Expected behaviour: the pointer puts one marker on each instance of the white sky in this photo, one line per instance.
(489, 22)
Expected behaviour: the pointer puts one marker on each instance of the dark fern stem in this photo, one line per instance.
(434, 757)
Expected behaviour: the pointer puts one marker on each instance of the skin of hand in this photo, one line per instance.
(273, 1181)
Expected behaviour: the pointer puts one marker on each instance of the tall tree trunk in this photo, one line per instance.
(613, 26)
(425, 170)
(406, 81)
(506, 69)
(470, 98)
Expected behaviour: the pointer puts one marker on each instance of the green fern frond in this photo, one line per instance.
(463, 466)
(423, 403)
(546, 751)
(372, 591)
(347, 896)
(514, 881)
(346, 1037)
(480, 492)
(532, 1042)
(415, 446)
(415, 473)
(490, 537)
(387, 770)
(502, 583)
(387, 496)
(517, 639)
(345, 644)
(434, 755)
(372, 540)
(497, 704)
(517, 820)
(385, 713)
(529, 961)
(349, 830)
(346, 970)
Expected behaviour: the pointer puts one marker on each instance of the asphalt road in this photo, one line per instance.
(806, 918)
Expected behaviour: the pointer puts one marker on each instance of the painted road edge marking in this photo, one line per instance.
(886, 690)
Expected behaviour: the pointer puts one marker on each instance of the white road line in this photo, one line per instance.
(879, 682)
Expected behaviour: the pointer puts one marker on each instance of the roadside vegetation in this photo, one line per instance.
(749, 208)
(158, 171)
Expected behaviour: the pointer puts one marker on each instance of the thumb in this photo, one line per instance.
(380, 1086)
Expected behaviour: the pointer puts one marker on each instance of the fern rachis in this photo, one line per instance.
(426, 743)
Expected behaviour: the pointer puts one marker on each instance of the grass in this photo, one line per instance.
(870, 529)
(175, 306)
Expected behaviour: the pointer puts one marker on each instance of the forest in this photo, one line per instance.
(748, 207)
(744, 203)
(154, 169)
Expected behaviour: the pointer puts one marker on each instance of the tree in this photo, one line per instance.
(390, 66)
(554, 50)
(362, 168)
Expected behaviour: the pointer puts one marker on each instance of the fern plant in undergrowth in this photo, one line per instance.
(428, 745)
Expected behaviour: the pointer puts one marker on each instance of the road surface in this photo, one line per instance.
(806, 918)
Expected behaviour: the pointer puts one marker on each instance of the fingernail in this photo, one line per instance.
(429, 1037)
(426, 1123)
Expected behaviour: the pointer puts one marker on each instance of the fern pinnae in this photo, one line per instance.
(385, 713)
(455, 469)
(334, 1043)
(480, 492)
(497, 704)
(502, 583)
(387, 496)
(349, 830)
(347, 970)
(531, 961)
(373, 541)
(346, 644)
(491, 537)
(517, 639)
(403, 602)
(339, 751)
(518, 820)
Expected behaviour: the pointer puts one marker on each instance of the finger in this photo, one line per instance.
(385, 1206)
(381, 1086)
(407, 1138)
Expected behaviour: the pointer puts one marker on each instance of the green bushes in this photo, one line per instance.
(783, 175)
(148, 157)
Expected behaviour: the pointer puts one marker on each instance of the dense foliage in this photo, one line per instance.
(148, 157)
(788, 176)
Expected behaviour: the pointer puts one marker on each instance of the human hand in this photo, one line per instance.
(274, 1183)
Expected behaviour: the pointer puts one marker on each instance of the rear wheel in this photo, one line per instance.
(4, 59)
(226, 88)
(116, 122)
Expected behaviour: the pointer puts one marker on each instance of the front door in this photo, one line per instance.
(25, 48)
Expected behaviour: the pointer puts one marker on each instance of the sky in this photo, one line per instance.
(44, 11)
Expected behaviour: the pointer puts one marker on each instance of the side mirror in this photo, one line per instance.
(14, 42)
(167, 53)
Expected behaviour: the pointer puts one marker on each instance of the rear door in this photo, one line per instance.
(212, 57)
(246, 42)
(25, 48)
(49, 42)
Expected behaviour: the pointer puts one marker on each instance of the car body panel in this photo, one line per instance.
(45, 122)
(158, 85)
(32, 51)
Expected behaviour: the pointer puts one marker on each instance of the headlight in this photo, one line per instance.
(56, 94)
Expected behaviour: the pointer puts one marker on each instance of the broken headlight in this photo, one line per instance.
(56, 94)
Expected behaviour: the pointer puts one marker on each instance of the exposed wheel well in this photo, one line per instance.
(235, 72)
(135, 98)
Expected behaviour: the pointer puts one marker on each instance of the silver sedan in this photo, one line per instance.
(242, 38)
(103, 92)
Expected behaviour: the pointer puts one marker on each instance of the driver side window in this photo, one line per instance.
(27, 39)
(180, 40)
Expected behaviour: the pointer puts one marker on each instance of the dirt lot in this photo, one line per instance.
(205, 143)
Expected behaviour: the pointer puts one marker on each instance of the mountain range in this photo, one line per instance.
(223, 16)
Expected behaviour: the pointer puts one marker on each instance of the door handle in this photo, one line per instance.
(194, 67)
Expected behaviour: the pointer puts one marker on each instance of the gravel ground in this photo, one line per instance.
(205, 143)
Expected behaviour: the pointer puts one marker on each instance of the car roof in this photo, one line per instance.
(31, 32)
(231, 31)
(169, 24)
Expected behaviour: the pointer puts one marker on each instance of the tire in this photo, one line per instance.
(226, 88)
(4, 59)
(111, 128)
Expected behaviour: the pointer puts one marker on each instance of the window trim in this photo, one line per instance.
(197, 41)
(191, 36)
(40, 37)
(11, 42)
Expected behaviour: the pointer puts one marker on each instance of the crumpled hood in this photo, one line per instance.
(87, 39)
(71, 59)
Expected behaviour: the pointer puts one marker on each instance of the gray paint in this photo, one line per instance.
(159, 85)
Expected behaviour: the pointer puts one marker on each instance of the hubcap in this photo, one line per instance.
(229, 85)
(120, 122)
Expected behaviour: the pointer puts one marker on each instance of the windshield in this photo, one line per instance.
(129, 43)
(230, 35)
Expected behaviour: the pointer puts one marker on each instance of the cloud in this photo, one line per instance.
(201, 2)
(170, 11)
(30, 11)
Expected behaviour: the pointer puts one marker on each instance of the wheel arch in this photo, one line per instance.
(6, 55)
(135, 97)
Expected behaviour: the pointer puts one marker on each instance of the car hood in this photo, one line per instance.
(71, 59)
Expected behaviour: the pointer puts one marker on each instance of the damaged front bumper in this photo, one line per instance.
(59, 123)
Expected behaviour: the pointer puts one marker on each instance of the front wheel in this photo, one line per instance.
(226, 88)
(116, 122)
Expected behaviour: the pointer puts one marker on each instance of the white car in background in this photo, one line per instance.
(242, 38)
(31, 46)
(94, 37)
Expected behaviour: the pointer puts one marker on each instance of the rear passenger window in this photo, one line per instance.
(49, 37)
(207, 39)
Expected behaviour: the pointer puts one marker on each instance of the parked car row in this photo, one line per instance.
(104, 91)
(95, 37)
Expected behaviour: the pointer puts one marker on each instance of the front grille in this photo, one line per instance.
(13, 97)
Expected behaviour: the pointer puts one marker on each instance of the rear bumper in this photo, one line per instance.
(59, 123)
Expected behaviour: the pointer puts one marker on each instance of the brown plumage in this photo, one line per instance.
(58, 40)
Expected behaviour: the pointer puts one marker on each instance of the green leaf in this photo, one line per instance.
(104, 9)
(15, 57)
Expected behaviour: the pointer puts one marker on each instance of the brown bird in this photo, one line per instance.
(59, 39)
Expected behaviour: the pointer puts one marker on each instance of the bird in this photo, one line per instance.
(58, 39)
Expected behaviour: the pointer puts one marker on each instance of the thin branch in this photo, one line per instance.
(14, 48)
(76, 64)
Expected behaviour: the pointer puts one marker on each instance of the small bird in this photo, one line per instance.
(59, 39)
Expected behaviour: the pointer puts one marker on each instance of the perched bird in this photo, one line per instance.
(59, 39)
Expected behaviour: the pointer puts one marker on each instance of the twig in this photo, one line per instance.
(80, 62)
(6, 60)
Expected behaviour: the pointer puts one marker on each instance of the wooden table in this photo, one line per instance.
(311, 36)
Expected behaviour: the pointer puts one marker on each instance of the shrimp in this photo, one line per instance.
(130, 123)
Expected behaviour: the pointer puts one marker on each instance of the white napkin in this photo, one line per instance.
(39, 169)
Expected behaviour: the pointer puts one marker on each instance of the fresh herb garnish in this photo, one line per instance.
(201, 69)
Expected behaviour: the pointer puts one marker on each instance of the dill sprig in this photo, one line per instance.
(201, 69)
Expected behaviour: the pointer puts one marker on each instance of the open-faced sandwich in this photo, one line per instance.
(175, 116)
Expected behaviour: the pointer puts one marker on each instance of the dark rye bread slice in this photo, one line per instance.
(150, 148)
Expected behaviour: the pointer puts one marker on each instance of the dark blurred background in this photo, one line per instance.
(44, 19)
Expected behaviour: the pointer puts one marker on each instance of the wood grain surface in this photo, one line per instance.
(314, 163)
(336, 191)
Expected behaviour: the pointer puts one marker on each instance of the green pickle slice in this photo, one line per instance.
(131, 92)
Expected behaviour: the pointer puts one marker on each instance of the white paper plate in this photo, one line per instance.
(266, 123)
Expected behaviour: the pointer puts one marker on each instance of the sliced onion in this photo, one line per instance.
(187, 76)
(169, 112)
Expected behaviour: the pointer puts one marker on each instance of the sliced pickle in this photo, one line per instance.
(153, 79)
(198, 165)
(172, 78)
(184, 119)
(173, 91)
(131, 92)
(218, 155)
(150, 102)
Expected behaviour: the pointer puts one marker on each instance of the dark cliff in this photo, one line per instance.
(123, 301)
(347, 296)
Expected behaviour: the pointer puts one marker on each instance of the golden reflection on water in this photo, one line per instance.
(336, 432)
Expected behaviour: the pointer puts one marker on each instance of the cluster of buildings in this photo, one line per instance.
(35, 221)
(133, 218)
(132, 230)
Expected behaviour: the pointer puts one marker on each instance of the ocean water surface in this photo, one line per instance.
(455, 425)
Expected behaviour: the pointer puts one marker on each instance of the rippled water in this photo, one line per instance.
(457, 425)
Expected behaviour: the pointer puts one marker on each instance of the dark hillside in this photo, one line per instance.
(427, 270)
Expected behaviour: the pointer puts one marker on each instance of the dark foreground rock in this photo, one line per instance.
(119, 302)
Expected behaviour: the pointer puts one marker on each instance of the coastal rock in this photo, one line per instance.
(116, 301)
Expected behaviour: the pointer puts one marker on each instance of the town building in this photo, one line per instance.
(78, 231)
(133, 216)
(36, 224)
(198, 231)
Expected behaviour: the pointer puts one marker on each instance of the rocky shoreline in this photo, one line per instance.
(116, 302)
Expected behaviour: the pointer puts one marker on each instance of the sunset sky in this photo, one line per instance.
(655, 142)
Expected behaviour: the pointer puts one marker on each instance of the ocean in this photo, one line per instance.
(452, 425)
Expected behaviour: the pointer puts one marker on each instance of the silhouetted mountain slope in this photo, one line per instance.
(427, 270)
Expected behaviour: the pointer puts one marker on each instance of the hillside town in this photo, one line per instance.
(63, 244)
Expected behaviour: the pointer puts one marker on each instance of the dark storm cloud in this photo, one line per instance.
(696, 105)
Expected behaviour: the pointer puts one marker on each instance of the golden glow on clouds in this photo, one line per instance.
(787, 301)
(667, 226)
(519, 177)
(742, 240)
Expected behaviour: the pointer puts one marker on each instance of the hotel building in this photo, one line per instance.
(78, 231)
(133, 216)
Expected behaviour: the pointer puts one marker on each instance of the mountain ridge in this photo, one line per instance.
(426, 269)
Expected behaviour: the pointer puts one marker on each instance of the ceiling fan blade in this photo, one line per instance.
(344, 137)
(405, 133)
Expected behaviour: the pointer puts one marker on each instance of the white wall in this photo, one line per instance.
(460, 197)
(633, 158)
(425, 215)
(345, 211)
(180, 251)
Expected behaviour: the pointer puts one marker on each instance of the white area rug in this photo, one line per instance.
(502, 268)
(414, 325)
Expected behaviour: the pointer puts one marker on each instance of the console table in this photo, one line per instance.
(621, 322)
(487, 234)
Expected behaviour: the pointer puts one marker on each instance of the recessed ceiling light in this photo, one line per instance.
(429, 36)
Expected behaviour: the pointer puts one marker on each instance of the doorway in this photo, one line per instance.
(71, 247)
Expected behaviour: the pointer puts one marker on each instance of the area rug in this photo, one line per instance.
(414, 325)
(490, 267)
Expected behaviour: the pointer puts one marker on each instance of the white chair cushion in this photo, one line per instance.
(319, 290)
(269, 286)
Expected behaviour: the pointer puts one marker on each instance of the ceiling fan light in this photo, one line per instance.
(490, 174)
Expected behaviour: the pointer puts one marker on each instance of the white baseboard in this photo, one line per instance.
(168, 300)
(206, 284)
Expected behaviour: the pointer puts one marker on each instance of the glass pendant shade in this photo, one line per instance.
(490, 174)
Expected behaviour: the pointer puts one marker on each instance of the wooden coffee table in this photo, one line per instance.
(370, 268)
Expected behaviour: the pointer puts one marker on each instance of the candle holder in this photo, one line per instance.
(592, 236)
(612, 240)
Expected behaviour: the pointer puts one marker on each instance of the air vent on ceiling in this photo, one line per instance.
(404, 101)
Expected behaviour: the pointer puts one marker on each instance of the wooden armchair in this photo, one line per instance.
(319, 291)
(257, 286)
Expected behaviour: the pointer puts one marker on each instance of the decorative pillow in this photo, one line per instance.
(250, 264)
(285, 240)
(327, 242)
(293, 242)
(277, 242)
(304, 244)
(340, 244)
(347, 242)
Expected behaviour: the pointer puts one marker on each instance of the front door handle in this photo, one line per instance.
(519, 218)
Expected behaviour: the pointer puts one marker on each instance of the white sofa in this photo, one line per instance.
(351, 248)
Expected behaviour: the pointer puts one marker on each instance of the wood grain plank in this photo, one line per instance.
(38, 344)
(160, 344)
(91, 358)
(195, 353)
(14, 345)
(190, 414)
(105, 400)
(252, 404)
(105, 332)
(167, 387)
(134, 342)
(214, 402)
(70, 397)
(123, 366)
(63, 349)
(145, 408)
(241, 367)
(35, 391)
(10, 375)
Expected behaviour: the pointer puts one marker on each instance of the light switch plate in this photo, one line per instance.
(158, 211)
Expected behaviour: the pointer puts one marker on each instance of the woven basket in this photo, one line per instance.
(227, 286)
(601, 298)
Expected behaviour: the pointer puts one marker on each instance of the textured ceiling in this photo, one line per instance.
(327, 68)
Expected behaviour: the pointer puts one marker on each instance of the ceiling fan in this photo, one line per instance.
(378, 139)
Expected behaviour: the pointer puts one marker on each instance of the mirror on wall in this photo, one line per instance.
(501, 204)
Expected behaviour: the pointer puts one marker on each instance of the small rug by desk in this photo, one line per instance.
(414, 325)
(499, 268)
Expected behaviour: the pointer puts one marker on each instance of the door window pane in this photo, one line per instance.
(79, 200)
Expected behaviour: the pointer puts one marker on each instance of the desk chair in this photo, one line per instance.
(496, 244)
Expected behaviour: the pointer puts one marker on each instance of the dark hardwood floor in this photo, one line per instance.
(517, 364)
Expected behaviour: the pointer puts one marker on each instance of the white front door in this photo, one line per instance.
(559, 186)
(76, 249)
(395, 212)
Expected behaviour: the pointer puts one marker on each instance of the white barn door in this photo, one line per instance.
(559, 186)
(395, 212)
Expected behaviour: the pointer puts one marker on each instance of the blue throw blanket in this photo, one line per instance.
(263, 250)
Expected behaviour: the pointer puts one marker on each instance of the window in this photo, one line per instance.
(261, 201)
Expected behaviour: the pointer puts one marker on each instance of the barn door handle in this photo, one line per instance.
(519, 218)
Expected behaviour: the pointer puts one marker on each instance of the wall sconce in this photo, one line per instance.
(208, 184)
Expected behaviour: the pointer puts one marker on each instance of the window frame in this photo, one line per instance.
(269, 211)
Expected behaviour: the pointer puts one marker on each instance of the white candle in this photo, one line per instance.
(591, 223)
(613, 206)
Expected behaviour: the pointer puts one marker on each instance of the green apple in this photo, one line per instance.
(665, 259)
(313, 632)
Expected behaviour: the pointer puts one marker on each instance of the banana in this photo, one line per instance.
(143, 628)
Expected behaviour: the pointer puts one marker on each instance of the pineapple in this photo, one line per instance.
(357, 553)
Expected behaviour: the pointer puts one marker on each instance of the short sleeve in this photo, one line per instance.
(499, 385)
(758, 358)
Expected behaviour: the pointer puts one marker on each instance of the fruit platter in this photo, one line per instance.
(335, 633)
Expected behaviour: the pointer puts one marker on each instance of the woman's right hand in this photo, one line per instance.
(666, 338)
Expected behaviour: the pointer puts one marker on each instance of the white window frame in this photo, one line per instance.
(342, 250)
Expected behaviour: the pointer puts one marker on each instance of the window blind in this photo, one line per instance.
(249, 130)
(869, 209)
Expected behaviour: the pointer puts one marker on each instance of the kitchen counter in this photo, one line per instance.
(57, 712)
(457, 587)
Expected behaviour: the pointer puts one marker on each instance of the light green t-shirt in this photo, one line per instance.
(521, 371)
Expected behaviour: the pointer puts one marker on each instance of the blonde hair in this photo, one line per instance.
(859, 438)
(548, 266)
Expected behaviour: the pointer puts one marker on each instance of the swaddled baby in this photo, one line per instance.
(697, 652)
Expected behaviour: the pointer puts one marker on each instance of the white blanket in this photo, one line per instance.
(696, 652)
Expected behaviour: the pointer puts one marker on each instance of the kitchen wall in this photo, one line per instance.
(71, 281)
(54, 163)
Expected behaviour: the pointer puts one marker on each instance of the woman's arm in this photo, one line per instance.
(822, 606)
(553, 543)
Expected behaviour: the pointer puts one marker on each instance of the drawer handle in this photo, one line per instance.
+++++
Give again, exactly, every line from the one holding "baby in this photo, one line per instance." to the last line of the data.

Expected behaviour: the pointer puts one marker on each instance of the swaddled baby in this photo, one line per instance.
(697, 652)
Expected behaviour: the pointer puts one marker on each instance of the white blanket in this photo, one line per instance.
(696, 652)
Expected behaviour: the pointer puts one marker on each instance of the kitchen wall in this photo, one line per instance.
(71, 281)
(54, 163)
Expected behaviour: the pointer puts one marker on each instance of the woman's arm in this photo, one line per instance.
(822, 606)
(553, 543)
Expected behaviour: the pointer puts one marker on each instance of the drawer handle in this photo, one line per instance.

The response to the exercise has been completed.